Reproduce the following post on DNS failover word for word, in its entirety.

== Text provided ==
------------------------
Failover

Barry Margolin barmar at alum.mit.edu
Sat Nov 20 01:51:38 UTC 2004


In article <cnlj3r$2v72$1 at sf1.isc.org>, "jesk" <jesk at killall.org> 
wrote:

> Hello,
> 
> im thinking about a failover setup of webservices at different locations via
> DNS.
> I got some questions about the possibilities of this:
> 
> 1. how is "IN NS" cached and used by other bind nameservers if one of the NS
> is down? f.e. the TLD server has two "IN NS" records for my zone, now a
> nameserver is looking up this zone and will get this 2 records. first i
> think its trying to resolv via the first nameserver of the replyorder, but
> what would be if this one is down and not reachable, will the resolving
> nameserver try to query via the second one a second time? what would be if
> the first nameserver can succesfully answer, then will be cached by the
> resolving nameserver, but then in the future of the life of the cached "IN
> NS" record the nameserver will be down, is the second nameserver still in
> the cache and the failover will work if this will happen?
------------------------
== Record excerpts ==
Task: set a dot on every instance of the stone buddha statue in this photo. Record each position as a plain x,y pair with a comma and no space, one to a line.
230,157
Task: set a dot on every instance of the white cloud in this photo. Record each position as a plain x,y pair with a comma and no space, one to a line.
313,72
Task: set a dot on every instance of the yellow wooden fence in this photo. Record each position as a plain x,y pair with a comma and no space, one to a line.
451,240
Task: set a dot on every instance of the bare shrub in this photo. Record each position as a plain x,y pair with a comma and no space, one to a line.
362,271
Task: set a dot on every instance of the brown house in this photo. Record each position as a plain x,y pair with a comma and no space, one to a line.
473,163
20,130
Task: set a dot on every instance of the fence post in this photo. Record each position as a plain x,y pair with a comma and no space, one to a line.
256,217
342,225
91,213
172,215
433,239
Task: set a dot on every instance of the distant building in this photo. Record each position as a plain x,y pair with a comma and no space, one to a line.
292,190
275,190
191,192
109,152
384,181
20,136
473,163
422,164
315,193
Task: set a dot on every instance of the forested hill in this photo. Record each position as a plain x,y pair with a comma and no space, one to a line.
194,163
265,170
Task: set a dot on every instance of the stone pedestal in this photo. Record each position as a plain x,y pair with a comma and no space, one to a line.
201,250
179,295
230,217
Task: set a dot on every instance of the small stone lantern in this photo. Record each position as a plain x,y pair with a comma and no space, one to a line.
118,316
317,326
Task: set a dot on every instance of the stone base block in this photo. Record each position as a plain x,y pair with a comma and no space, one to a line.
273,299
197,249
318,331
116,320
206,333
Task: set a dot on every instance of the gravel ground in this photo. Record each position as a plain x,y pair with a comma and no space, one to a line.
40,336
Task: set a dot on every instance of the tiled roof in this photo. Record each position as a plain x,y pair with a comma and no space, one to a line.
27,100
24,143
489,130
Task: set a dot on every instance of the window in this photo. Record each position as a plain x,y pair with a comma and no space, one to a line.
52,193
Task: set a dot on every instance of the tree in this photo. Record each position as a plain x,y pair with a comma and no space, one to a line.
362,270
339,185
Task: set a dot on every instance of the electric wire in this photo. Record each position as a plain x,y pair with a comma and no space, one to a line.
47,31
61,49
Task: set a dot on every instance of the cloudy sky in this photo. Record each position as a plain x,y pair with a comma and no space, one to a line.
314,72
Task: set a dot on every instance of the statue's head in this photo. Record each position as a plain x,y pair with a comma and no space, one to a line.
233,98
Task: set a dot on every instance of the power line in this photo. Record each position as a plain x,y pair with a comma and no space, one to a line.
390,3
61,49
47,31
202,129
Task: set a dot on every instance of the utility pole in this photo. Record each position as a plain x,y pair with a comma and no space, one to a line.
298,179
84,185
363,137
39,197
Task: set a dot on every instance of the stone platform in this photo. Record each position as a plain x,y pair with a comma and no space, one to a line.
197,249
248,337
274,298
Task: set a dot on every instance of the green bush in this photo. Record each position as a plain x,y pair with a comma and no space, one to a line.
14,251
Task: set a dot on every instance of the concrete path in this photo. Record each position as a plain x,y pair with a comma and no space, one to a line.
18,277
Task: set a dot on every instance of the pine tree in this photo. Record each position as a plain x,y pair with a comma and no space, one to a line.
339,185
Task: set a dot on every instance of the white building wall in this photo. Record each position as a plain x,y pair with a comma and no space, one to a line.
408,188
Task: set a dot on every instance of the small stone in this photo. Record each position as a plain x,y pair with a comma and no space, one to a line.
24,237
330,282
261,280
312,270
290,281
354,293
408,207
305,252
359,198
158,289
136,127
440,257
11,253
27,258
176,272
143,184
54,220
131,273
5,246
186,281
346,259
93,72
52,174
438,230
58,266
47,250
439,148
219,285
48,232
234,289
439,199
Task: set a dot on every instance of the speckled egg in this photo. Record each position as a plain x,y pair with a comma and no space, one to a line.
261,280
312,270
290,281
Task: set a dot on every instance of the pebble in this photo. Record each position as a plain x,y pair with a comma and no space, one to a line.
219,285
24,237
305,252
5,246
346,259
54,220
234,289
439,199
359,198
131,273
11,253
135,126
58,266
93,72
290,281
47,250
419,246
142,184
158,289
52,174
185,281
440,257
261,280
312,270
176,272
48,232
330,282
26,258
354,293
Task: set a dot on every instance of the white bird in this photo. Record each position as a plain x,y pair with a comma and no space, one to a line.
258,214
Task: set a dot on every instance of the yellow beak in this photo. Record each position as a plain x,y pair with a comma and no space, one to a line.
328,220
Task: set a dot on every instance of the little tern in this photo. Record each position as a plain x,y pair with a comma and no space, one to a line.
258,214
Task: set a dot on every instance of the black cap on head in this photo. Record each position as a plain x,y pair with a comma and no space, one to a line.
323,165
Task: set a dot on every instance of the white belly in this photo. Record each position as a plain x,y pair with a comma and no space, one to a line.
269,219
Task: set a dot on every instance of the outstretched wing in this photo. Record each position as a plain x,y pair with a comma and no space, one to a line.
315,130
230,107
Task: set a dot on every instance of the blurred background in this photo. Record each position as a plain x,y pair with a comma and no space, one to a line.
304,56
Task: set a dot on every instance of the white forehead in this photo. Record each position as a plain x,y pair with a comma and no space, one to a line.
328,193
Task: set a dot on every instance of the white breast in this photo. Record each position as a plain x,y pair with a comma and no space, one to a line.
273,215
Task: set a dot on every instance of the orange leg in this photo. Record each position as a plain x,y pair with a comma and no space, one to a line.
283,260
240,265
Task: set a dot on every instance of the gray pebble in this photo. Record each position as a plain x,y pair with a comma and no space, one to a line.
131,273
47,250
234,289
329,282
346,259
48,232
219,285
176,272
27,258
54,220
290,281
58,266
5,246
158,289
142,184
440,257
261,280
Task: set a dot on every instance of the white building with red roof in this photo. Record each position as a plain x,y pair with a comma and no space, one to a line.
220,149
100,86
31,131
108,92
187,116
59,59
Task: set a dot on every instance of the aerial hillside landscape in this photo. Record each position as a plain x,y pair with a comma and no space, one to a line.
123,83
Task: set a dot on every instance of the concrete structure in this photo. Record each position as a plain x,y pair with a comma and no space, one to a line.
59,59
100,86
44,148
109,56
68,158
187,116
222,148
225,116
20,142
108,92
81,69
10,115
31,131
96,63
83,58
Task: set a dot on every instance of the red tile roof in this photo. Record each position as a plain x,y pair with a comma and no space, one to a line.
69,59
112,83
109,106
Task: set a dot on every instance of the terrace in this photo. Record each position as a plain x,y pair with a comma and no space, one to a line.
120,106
------------------------
== Finished answer ==
Failover

Barry Margolin barmar at alum.mit.edu
Sat Nov 20 01:51:38 UTC 2004


In article <cnlj3r$2v72$1 at sf1.isc.org>, "jesk" <jesk at killall.org> 
wrote:

> Hello,
> 
> im thinking about a failover setup of webservices at different locations via
> DNS.
> I got some questions about the possibilities of this:
> 
> 1. how is "IN NS" cached and used by other bind nameservers if one of the NS
> is down? f.e. the TLD server has two "IN NS" records for my zone, now a
> nameserver is looking up this zone and will get this 2 records. first i
> think its trying to resolv via the first nameserver of the replyorder, but
> what would be if this one is down and not reachable, will the resolving
> nameserver try to query via the second one a second time? what would be if
> the first nameserver can succesfully answer, then will be cached by the
> resolving nameserver, but then in the future of the life of the cached "IN
> NS" record the nameserver will be down, is the second nameserver still in
> the cache and the failover will work if this will happen?